What is being asked
Count the lines in the rows below that contain the string "shadow", and give only that number.
Entries start
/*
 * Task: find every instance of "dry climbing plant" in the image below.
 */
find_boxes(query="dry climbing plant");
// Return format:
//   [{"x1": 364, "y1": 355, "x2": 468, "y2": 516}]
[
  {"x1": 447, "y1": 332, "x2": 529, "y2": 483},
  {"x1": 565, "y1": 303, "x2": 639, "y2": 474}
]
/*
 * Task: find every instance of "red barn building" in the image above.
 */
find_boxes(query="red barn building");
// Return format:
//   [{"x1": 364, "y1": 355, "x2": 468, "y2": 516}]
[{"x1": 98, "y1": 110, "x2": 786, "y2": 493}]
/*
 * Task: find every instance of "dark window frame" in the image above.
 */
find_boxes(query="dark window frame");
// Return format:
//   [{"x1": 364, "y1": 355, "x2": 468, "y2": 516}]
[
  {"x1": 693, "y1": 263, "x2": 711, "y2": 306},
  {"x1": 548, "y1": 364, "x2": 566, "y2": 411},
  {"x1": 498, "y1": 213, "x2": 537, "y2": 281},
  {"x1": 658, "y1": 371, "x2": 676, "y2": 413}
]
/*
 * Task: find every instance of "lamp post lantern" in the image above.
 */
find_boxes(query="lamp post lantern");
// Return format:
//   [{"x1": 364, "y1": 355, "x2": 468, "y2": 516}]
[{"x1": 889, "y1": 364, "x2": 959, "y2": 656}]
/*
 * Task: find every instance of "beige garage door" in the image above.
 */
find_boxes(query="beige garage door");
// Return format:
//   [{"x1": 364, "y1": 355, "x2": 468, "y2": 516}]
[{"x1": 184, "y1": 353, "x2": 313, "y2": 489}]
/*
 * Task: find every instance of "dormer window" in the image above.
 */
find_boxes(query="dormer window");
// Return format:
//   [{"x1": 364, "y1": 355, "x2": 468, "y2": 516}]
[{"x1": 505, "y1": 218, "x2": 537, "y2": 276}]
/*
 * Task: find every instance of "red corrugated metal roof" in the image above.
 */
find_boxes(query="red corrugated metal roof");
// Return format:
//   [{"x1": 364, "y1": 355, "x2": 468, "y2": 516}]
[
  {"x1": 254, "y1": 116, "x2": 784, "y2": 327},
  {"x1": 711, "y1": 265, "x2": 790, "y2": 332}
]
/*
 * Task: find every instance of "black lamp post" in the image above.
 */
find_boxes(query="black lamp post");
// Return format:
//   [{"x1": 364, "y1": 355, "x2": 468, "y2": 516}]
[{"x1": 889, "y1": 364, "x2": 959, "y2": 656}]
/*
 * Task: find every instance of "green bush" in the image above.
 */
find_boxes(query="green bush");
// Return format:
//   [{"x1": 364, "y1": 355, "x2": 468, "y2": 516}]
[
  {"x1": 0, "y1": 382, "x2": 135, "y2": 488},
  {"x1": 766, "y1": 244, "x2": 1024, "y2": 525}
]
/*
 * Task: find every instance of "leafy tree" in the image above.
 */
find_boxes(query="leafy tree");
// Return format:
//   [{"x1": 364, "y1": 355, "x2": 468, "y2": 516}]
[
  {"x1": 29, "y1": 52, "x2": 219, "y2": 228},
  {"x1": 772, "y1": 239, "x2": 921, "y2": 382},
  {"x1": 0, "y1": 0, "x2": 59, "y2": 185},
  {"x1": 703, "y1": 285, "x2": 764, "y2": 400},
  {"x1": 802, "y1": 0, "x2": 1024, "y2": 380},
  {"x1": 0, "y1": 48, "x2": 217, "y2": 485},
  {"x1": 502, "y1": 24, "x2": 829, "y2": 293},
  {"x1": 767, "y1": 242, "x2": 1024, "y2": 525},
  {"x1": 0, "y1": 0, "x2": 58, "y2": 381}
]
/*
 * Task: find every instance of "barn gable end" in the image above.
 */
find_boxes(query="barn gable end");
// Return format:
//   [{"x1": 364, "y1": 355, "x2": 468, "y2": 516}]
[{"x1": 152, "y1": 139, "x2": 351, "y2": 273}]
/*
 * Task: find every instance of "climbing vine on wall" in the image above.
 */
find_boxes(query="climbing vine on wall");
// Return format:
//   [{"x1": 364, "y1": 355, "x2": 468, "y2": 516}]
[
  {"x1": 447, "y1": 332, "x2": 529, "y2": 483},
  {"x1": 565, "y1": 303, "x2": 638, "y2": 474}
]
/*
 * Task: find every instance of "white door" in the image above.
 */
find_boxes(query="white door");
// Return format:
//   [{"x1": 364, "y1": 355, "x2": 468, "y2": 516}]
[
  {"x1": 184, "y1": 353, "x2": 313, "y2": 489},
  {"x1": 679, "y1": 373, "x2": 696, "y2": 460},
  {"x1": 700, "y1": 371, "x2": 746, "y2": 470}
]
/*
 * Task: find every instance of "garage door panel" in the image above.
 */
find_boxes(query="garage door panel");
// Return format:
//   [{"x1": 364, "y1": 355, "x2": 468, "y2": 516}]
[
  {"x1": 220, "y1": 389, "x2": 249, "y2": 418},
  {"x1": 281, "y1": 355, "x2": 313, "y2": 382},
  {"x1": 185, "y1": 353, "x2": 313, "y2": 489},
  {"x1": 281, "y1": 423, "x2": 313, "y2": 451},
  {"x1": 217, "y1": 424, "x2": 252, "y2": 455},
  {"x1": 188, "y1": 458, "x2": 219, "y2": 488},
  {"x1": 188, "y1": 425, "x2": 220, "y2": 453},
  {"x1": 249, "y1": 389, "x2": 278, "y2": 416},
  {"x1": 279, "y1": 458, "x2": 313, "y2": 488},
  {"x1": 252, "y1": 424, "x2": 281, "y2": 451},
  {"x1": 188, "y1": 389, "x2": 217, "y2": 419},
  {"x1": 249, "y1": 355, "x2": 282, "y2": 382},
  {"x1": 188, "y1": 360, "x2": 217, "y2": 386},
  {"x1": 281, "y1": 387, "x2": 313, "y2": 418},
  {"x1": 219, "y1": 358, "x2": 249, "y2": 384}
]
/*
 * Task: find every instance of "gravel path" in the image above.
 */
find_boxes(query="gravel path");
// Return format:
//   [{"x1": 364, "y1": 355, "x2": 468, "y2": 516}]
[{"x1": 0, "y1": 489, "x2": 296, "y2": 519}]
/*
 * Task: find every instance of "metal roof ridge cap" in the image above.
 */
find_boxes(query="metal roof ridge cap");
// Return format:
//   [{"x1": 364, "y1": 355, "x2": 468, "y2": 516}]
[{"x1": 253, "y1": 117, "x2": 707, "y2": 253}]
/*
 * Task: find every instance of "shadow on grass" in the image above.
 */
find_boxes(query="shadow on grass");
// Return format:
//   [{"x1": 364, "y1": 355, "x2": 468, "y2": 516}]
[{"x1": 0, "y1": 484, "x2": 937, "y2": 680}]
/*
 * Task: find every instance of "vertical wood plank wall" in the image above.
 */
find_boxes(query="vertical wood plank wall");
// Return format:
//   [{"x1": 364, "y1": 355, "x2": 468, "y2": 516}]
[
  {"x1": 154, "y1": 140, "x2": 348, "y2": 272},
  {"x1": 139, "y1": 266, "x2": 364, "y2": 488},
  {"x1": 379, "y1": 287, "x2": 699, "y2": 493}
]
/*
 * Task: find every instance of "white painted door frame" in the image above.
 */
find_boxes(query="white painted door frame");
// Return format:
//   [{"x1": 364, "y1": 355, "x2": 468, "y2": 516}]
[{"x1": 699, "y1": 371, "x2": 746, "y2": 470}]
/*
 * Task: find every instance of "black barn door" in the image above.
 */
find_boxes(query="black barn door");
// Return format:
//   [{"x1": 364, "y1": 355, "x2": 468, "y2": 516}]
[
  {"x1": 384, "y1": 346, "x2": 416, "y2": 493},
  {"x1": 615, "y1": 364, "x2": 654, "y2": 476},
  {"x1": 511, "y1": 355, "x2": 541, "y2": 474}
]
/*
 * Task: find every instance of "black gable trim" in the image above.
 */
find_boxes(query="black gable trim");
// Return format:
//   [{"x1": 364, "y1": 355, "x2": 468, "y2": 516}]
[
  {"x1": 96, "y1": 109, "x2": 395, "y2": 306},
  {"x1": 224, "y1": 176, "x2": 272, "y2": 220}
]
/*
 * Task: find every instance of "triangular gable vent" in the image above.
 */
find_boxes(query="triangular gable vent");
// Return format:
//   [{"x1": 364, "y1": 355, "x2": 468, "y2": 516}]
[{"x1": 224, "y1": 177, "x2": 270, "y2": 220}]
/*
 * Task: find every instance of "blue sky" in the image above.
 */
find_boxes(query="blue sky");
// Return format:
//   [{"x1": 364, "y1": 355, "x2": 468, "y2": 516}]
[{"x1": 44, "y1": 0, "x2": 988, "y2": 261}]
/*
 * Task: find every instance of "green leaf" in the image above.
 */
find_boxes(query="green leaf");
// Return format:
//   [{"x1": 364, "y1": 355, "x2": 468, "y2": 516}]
Entries end
Task solution
2